Given passage:
As noted by Park et al.,10 some parts of “Materials chemistry and related fields commonly report new materials with limited attention paid to reproducibility.” In addressing reproducibility and reliability challenges, we seek to change parts of the research culture and expectations of the research community. We now discuss the roles that authors, research advisers, subject matter experts, reviewers, scientists who observe poor quality surface and material characterization, editors, journals and publishers, funding agencies, scientific societies, leaders and administrators at universities and research centers, and instrument vendors can play in improving the analysis of surface and material characterization data. In some cases, the suggestions below may change the reward structures of underlying Prisoner's Dilemmas.

Data for this exercise:
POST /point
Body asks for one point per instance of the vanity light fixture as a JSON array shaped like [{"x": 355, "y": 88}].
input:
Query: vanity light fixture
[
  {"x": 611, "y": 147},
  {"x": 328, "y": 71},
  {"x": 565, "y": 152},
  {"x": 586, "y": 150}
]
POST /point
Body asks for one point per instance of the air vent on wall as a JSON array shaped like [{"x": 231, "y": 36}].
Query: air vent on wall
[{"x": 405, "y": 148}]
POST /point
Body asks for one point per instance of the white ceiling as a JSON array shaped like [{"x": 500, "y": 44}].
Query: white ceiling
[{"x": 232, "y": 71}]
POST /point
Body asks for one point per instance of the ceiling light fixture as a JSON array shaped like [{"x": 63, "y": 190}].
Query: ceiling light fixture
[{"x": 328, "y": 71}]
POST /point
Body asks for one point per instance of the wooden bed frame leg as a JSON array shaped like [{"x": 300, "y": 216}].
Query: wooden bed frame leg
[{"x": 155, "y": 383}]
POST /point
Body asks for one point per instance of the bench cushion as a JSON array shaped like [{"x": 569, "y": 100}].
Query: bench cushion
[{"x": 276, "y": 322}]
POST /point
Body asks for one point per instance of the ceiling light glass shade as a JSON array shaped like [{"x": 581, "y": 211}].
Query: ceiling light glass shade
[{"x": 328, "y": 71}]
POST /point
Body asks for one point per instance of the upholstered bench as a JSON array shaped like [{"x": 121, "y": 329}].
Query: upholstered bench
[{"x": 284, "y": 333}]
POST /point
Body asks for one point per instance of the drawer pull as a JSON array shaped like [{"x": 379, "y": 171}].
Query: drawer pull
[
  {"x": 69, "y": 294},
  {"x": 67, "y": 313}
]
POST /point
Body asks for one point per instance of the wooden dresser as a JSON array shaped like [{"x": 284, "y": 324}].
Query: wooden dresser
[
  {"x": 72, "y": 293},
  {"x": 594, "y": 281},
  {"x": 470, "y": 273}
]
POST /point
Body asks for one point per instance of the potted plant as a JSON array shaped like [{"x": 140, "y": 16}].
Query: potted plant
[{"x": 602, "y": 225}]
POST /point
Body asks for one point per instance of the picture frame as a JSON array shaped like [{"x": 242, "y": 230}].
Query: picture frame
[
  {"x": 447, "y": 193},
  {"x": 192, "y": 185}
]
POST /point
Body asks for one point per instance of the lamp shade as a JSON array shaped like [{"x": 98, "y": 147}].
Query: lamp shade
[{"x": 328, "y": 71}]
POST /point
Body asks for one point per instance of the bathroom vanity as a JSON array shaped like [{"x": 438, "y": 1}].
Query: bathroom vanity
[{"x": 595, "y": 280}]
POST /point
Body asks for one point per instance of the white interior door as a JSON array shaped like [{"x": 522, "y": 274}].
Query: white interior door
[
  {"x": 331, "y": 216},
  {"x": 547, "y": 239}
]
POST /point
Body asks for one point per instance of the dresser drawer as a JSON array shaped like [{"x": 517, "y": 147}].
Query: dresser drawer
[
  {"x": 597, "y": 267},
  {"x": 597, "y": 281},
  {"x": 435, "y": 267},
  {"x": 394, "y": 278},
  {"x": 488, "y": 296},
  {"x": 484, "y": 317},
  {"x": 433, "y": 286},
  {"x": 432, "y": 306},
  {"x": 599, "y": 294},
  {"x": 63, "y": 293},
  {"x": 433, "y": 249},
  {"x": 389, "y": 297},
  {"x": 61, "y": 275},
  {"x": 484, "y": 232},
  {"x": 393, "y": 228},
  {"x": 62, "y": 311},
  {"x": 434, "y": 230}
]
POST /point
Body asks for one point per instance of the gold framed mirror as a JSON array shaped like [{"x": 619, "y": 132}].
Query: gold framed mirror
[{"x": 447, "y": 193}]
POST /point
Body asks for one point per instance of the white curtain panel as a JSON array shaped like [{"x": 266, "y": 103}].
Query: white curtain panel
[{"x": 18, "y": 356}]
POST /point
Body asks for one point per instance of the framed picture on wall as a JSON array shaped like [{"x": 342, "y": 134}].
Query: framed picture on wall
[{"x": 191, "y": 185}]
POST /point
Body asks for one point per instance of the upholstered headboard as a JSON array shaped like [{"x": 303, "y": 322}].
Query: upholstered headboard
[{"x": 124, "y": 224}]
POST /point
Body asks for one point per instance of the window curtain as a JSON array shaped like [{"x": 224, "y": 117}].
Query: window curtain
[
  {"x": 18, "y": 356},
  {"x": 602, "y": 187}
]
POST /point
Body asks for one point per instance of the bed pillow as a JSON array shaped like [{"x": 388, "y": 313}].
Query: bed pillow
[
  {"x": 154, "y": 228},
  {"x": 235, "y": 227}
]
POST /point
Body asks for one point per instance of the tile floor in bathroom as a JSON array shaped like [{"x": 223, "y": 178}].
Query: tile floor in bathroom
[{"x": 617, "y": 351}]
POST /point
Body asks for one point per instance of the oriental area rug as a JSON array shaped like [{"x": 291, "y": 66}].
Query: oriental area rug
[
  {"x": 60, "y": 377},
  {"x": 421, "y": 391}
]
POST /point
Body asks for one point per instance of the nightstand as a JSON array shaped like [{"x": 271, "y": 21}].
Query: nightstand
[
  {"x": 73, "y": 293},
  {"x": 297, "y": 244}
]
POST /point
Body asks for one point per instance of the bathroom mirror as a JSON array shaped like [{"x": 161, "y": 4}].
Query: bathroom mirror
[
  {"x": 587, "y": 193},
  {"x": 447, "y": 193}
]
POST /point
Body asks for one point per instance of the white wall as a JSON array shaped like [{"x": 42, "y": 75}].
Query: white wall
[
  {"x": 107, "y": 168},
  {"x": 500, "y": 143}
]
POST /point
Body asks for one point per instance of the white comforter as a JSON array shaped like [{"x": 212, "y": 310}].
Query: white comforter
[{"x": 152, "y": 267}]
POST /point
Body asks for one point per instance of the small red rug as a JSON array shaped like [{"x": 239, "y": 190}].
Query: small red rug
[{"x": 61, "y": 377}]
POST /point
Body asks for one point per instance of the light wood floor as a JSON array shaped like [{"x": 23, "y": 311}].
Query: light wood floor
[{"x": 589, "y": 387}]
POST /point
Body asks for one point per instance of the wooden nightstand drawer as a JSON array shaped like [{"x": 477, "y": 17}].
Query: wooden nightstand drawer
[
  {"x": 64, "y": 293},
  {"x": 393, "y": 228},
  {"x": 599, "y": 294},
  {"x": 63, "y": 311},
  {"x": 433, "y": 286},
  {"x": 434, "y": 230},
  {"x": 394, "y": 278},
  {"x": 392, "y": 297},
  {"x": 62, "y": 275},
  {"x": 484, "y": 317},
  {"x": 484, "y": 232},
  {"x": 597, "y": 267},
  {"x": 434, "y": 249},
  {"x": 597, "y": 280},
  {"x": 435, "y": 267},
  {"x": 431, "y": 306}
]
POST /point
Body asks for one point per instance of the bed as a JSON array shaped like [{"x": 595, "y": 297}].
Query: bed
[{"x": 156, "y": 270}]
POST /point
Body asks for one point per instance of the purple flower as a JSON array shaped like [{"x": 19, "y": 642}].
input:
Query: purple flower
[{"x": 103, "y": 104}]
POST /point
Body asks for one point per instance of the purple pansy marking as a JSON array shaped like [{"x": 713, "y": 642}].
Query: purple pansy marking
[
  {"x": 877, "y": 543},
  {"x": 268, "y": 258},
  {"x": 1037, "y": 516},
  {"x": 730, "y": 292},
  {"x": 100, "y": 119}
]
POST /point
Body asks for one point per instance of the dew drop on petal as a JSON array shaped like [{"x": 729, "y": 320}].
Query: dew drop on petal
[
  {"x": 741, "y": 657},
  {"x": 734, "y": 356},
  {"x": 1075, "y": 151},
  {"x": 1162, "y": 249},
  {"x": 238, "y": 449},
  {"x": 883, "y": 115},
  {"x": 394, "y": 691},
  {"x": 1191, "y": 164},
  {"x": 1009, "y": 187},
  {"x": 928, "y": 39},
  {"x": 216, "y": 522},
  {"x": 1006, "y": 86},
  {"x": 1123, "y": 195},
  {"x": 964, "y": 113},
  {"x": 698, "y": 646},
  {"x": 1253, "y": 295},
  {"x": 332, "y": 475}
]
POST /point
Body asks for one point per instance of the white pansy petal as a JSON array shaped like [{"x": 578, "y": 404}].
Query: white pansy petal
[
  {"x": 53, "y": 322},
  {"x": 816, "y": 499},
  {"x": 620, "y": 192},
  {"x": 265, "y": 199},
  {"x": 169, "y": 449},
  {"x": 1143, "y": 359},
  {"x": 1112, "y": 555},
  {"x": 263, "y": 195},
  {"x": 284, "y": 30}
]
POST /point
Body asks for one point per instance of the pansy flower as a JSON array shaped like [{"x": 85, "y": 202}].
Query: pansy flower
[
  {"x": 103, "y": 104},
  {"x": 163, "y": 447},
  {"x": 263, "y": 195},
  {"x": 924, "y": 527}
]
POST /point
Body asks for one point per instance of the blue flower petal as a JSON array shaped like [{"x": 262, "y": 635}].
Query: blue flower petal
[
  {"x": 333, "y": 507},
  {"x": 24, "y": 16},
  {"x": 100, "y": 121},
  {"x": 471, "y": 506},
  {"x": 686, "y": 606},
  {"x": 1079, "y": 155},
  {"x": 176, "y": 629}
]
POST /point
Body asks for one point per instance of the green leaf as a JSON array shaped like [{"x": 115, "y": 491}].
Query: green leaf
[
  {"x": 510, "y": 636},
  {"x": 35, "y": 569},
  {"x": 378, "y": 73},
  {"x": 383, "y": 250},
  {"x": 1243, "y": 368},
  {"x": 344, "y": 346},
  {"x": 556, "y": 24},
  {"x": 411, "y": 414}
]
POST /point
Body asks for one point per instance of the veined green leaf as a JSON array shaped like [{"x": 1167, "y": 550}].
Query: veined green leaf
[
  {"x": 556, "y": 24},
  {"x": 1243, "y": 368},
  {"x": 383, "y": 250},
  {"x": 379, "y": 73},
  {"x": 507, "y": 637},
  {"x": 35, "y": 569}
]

Things to do:
#1 Which roles does the reproducibility passage list before "editors"? Give them in the order they appear.
#2 Find each line of the records that contains the word "veined" and copy it out.

Per-task answers:
#1
- authors
- research advisers
- subject matter experts
- reviewers
- scientists who observe poor quality surface and material characterization

#2
Body asks for one point per instance of the veined green leaf as a JSON array shaped like [{"x": 1167, "y": 550}].
Query: veined green leaf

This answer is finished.